Exercise objective: Your response should consist of the entire listing, transcribed exactly, with every image left out.

(Source data begins)

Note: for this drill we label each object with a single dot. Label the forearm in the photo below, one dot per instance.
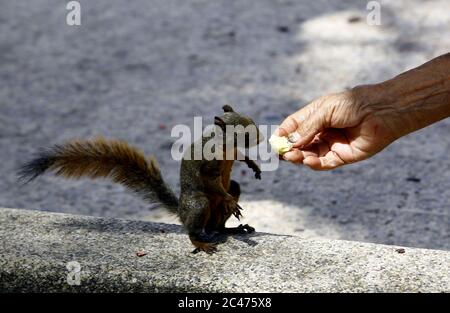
(416, 98)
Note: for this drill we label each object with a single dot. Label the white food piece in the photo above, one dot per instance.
(280, 145)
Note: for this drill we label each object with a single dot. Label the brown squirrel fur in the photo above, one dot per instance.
(208, 196)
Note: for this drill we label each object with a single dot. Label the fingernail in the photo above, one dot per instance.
(294, 137)
(287, 155)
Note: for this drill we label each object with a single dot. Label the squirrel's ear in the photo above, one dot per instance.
(227, 108)
(219, 122)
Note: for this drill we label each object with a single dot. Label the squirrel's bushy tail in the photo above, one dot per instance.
(99, 157)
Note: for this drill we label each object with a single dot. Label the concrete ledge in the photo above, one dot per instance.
(37, 246)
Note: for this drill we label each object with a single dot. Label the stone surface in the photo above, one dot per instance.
(134, 69)
(37, 246)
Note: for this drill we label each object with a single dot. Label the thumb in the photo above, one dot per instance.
(308, 127)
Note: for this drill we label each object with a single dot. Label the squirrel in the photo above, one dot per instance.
(208, 196)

(Source data ends)

Completed exercise:
Note: for this drill we label each object with a single dot. Label the forearm in the photo below, one dot per instance.
(416, 98)
Note: for this drill we label each object with a single dot. Label the white food piece in the photo above, one dot per instance.
(280, 145)
Note: for this drill we label each object with a single dot. Label the brown squirrel fur in the photo above, one dot per instance.
(208, 196)
Note: for this drill we label each object with a single dot. Label the fingernail in the photo above, one dot per instance.
(294, 137)
(287, 155)
Note: for this drill we label each object with a single dot. Label the squirrel's ear in the photo above, one dot per instance.
(227, 108)
(219, 122)
Note: for this drill we label each object with a single dot. Label the squirrel's bushy tail in the photo above, one dot per instance.
(99, 157)
Note: for this drill we label each object with a single dot. Label the concrete ledge in the photo above, one dot per instance.
(37, 246)
Note: for this drill we label each object with a single dot. Label the stone surface in the photo above, one dot per instance.
(134, 69)
(37, 246)
Note: for this drill we label each object with a single dot. Label the thumb in the photo above, one dot per instance.
(308, 127)
Note: for this drill we label each object with a single dot. Label the squirrel in the photo above, one dot per instance.
(208, 196)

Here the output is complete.